## Exercise description
State how many lines in the items below contain the string "baseball". Give only the number.

☆ ☆ ☆ ☆

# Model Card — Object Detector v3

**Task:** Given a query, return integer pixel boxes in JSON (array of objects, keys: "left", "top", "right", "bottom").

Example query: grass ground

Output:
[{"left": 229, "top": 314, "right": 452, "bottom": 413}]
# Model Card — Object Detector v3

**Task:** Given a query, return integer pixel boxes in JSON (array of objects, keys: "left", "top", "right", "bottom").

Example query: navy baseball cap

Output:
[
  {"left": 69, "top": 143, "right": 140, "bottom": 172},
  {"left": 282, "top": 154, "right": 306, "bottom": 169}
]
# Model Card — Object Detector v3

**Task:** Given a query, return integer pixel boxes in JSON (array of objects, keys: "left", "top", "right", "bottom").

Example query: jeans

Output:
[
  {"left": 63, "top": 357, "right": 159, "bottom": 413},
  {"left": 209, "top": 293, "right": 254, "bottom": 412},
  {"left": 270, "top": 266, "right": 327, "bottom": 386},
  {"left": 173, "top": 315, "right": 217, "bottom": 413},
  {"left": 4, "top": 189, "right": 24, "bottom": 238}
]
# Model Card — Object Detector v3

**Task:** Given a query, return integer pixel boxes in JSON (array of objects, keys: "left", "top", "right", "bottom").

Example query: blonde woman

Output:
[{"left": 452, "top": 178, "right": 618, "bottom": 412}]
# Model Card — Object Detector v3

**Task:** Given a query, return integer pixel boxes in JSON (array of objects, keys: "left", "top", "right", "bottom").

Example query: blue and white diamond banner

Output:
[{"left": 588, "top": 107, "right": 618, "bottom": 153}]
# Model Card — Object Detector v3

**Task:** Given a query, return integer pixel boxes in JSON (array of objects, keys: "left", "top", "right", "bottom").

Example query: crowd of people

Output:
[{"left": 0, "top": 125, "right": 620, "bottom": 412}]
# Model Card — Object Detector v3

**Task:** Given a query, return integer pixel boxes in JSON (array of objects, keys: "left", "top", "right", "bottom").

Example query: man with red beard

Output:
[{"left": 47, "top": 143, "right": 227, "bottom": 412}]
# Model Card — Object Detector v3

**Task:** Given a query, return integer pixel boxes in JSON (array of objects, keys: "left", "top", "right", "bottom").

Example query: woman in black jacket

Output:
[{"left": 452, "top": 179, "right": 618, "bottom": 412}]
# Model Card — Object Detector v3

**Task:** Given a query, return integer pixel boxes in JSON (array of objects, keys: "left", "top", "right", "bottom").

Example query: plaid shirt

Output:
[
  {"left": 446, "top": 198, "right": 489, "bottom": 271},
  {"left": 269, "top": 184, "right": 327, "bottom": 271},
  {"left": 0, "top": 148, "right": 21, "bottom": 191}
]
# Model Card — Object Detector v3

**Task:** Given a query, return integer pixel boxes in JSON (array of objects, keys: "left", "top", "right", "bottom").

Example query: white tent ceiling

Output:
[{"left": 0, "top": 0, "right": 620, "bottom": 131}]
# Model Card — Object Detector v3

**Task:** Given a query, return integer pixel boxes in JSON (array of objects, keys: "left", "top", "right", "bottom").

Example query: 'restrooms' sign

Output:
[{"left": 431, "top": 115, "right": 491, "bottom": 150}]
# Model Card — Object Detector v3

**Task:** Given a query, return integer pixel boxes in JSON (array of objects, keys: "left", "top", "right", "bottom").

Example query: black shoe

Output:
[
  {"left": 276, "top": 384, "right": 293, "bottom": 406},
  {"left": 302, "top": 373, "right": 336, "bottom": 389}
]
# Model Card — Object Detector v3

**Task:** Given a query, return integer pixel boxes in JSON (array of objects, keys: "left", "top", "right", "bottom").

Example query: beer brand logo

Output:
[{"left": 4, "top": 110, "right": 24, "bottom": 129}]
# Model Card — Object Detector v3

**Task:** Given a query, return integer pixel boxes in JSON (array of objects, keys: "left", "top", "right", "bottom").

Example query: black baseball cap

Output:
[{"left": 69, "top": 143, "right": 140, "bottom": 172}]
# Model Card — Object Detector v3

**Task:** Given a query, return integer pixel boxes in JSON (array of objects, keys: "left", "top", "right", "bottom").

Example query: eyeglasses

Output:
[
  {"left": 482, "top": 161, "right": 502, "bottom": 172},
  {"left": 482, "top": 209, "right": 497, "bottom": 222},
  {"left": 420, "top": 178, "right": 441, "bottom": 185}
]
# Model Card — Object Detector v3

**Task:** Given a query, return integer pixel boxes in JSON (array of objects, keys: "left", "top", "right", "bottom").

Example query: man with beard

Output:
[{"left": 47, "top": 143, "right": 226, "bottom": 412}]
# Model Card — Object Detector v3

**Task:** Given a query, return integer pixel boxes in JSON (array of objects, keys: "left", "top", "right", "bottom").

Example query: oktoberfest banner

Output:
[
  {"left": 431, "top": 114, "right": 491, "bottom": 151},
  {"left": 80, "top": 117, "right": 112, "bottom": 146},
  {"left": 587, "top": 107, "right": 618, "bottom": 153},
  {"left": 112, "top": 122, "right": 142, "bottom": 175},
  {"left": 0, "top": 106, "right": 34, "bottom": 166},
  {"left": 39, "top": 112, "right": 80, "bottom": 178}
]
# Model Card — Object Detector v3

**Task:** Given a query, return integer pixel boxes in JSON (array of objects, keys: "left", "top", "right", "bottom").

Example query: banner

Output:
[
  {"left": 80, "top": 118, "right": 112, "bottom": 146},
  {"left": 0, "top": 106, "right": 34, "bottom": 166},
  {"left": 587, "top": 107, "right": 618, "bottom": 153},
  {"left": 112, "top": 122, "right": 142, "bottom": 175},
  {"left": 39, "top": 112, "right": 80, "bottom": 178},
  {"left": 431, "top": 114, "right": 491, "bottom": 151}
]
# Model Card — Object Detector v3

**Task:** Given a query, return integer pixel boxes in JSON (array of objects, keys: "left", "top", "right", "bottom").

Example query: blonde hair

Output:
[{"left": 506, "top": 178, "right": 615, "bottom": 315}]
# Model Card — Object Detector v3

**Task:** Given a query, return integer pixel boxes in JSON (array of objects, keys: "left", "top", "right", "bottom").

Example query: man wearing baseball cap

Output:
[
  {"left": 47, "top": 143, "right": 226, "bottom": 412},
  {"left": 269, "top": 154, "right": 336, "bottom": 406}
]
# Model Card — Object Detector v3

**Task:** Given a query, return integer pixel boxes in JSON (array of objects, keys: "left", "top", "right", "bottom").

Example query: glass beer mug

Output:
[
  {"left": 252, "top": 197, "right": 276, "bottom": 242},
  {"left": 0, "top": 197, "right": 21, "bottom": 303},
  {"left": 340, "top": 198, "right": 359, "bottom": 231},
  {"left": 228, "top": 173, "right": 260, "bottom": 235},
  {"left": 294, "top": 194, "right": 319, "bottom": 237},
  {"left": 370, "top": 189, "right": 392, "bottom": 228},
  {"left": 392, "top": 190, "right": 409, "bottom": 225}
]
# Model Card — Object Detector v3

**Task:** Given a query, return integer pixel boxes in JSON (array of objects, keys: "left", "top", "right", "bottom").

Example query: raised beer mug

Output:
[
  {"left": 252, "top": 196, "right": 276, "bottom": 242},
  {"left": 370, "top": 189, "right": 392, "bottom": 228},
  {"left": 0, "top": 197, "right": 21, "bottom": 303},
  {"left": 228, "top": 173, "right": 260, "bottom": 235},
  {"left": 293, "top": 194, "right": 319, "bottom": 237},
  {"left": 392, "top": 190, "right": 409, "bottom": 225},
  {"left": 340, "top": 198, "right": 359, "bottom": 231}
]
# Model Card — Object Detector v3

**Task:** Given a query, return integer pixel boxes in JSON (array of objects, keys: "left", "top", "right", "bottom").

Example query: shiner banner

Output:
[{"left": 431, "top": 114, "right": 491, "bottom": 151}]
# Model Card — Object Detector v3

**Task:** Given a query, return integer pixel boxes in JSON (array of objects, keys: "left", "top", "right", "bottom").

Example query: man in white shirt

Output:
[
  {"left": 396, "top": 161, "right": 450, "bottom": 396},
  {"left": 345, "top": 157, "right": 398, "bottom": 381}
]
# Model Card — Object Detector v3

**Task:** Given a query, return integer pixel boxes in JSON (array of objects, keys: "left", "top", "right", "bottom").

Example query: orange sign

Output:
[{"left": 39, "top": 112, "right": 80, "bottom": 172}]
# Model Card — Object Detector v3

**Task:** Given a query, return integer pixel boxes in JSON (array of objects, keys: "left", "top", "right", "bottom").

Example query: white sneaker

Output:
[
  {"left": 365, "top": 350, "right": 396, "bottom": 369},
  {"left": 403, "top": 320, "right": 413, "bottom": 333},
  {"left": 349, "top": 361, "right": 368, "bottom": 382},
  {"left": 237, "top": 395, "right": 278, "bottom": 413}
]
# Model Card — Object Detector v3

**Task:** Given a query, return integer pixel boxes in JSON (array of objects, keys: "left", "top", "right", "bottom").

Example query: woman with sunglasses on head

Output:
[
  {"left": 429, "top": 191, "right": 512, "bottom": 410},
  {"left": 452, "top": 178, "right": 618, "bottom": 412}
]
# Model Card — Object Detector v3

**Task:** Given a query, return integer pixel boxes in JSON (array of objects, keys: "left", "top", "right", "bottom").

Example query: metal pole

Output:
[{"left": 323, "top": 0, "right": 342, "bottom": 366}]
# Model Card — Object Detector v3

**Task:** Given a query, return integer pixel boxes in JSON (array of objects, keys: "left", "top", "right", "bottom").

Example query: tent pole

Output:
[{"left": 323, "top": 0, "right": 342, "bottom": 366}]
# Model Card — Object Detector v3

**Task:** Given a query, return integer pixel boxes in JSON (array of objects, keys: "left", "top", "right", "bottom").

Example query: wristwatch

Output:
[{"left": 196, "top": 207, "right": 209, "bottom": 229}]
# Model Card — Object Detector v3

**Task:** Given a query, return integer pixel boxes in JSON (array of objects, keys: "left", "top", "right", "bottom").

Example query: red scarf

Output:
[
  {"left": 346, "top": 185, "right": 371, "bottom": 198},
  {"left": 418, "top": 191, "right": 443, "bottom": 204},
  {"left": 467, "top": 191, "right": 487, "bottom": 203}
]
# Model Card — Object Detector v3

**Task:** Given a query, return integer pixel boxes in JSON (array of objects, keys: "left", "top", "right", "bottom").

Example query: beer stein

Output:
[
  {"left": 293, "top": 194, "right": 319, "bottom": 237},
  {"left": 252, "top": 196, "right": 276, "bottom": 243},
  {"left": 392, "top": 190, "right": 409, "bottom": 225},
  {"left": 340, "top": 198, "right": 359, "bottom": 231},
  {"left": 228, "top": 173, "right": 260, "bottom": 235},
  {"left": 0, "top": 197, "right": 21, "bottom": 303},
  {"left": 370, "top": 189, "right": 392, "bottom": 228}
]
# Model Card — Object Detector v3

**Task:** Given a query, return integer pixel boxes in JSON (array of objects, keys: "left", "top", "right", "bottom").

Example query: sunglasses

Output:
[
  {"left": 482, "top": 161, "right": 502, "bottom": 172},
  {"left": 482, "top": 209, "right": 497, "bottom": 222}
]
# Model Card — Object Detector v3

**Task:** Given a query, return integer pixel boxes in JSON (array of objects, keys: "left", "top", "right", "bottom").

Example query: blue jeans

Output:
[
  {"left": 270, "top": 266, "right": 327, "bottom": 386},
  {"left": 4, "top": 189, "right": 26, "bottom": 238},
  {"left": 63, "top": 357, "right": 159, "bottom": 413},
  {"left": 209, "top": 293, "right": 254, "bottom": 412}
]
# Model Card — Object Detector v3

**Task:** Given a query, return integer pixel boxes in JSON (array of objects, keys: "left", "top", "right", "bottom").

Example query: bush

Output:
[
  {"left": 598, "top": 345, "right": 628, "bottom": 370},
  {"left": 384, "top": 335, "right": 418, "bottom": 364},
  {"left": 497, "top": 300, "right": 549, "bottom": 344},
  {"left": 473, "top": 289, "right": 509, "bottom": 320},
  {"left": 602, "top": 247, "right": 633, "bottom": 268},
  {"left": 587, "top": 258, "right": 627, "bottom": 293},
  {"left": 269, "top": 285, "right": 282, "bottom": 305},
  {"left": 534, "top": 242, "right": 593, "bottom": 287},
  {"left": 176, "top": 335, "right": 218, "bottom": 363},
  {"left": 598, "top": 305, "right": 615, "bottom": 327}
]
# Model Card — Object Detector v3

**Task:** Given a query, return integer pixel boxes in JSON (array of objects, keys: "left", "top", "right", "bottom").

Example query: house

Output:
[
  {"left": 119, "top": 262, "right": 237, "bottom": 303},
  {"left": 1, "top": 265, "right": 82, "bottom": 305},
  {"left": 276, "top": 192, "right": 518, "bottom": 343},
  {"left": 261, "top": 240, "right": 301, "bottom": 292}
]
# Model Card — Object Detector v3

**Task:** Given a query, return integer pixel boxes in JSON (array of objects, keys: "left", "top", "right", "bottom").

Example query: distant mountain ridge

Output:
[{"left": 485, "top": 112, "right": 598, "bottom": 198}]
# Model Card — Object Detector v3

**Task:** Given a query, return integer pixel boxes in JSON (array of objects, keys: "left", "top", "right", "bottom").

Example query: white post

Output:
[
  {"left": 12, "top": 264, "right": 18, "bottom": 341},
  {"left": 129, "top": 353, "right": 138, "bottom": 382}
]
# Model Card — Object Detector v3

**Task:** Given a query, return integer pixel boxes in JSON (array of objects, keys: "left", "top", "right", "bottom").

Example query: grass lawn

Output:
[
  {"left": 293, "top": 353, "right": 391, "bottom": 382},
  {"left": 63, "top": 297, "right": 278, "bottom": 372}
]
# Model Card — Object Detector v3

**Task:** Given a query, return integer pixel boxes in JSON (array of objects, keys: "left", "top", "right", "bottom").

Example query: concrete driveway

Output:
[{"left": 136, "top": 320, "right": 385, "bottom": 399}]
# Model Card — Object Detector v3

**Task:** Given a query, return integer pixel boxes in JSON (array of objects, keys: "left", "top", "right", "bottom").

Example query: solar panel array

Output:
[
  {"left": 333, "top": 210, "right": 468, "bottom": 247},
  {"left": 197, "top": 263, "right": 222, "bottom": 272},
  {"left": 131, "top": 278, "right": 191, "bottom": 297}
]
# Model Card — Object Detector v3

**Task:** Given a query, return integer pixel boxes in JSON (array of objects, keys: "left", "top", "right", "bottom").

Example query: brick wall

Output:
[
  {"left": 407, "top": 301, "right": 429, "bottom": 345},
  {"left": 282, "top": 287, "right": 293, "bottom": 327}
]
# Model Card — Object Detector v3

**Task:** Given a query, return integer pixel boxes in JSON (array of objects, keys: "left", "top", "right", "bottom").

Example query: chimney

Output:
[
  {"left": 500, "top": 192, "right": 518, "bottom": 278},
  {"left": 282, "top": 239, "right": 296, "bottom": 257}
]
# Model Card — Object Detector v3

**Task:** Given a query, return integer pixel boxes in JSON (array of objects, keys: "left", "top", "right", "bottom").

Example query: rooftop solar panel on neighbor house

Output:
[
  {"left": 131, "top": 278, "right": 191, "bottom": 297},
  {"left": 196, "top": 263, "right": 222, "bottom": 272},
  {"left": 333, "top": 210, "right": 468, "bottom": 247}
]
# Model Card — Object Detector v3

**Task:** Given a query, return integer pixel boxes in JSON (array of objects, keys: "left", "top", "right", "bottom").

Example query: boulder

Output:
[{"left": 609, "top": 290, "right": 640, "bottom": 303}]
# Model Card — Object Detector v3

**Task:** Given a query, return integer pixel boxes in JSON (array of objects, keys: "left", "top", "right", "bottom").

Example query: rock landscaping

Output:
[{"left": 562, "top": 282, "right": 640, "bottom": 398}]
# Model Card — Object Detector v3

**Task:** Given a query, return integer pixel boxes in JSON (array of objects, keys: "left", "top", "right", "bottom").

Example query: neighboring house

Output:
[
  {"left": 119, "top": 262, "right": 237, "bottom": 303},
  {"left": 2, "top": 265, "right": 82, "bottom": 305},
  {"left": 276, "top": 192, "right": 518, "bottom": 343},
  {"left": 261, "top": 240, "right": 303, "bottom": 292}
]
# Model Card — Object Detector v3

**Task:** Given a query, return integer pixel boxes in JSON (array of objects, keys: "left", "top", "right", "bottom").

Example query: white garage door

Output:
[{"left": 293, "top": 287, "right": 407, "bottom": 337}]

☆ ☆ ☆ ☆

## Solution to the problem
3